*Text provided*.
Personal information
- Date of birth: August 25, 1992 (age 33)
- Place of birth: Centennial, Colorado, United States
- Height: 1.88 m (6 ft 2 in)
- Position(s): Defender, Midfielder

College career
- Years: Team / Apps / (Gls)
- 2010–2013: Drexel Dragons

Senior career*
- Years: Team / Apps / (Gls)
- 2013: Ocean City Nor'easters / 12 / (5)
- 2014: Michigan Bucks / 13 / (1)
- 2015: Harrisburg City Islanders / 28 / (3)
- 2016–2017: Philadelphia Union / 23 / (2)
- 2016–2017: → Bethlehem Steel (loan) / 13 / (1)
- 2018: Penn FC / 21 / (6)
- 2019: Nashville SC / 25 / (4)
- 2020: Nashville SC / 0 / (0)

= Ken Tribbett =

American soccer player (born 1992)

Ken Tribbett (born August 25, 1992) is an American soccer player.

==Playing career==
===College===
Tribbett played college soccer at Drexel University between 2010 and 2013.

===Club===
====Ocean City Nor'easters====
While at college, Tribbett appeared for USL PDL club Ocean City Nor'easters in 2013 and played with fellow PDL club Michigan Bucks in 2014 after graduating.

====Harrisburg City Islanders====
Tribbett signed with United Soccer League club Harrisburg City Islanders on March 24, 2015. Tribbett would become an immediate contributor to the City Islanders making 28 appearances and scoring 3 goals from the backline. His seasonal performance named him a 2015 USL Rookie of the Year finalist.

====Philadelphia Union====
Tribbett moved to USL side Bethlehem Steel on January 29, 2016. After less than a month with Bethlehem Steel, Tribbett signed with Major League Soccer side Philadelphia Union, the parent club to Bethlehem Steel. Originally brought in as depth, Tribbett started the first match of the season against FC Dallas due to impressing in preseason and other roster injury concerns. His first goal for the Union was an equalizer at Orlando City. Tribbett's rookie season would show flashes of promise mixed with damning errors, notably in a home match losing 3–1 to Toronto FC, scoring the Union's only goal but costing several errors. The rookie would struggle against Toronto FC again in the opening game of the playoffs with defensive miscues leading to two of Toronto's three goals.

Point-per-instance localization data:
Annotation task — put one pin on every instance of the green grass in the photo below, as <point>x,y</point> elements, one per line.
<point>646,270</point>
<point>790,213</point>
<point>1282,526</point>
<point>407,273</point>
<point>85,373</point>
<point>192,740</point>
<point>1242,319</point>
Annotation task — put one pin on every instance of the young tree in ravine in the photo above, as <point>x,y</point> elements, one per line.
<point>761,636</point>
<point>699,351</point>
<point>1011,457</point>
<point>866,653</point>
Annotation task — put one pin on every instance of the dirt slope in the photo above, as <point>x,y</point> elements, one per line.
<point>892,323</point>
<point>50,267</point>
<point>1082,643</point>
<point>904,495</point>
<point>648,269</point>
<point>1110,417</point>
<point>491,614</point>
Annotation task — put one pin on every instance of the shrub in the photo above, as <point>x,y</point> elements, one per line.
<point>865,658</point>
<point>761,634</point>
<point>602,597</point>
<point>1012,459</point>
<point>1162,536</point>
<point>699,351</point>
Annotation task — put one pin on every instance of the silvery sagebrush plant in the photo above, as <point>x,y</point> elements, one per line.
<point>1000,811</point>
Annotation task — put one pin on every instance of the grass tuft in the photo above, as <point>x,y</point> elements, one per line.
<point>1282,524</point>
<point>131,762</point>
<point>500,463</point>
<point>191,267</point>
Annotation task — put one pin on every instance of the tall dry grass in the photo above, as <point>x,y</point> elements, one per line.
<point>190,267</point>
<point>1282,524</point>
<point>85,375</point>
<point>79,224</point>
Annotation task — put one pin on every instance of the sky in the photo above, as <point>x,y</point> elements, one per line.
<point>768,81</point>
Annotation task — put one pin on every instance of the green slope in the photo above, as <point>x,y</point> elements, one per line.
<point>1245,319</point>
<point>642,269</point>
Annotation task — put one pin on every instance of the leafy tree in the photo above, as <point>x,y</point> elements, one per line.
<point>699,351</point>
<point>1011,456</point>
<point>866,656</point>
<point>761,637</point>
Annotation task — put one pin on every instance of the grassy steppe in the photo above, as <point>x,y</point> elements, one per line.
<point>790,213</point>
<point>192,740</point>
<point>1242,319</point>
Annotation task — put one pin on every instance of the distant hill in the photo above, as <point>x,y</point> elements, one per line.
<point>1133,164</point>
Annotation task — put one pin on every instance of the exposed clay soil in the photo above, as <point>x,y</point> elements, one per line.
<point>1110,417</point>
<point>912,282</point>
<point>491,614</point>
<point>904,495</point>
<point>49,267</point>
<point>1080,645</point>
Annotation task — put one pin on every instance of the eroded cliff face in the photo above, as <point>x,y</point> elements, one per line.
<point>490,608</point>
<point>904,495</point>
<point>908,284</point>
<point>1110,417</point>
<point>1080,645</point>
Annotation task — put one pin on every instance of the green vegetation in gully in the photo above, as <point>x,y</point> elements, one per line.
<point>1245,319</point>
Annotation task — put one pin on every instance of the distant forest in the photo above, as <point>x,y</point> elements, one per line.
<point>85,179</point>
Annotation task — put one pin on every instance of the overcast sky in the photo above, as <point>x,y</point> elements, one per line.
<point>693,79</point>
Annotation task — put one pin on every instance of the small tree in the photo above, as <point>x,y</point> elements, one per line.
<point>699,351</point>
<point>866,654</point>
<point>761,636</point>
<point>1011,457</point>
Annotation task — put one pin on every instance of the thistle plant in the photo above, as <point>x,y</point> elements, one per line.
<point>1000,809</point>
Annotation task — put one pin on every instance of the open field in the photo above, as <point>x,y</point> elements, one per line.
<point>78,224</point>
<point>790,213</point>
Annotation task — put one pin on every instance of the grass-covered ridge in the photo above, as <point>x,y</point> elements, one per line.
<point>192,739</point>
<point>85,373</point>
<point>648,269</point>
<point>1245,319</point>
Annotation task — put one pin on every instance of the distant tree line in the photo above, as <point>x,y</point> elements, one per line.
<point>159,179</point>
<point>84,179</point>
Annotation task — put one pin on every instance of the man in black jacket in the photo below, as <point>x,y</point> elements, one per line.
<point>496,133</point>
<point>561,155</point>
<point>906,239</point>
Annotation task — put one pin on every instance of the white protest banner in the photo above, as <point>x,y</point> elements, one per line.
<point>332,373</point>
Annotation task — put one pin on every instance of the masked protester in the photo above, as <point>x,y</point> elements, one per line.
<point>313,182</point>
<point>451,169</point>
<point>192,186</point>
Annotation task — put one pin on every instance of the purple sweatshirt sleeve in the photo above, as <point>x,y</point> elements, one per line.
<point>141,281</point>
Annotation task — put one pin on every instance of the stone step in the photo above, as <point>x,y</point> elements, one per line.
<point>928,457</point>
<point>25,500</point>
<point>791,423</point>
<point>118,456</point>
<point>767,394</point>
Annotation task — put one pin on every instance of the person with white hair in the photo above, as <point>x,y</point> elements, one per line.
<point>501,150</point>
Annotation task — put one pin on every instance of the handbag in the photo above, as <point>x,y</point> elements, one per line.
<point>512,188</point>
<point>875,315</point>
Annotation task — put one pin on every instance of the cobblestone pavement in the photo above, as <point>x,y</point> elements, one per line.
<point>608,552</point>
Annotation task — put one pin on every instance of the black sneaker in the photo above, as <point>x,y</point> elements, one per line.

*Tasks for this exercise*.
• 1. Summarize the Ken Tribbett article in two sentences.
• 2. Pick up the Ken Tribbett article after its last sentence and keep writing.

*Answers*.
• 1. Ken Tribbett, an American soccer player born August 25, 1992, played college soccer at Drexel University from 2010 to 2013 and appeared for PDL clubs Ocean City Nor'easters and Michigan Bucks. After being named a 2015 USL Rookie of the Year finalist with Harrisburg City Islanders, he signed with Philadelphia Union in 2016, where his rookie season showed flashes of promise mixed with damning errors, including defensive miscues against Toronto FC in the playoffs.

• 2.
His appearances with the Union would be limited during the 2017 season making only one league appearance for the Union. Most of his time would be individual loans spells to Bethlehem Steel FC where he would make 12 appearances and scored once. At the end of the season, Tribbett was released from Union.

====Penn FC====
Tribbett returned to Harrisburg joining USL side Penn FC on March 2, 2018. He would resume his role as a leader in the newly branded team. Tribbett was appointed captain making 21 appearances and scoring 6 goals (second most for the team) at centerback.

====Nashville SC====
USL side Nashville SC announced they had signed Tribbett for the 2019 season on November 28, 2018.

Tribbett remained with Nashville following their move to MLS in 2020. Tribbett's contract with Nashville expired following the 2020 season.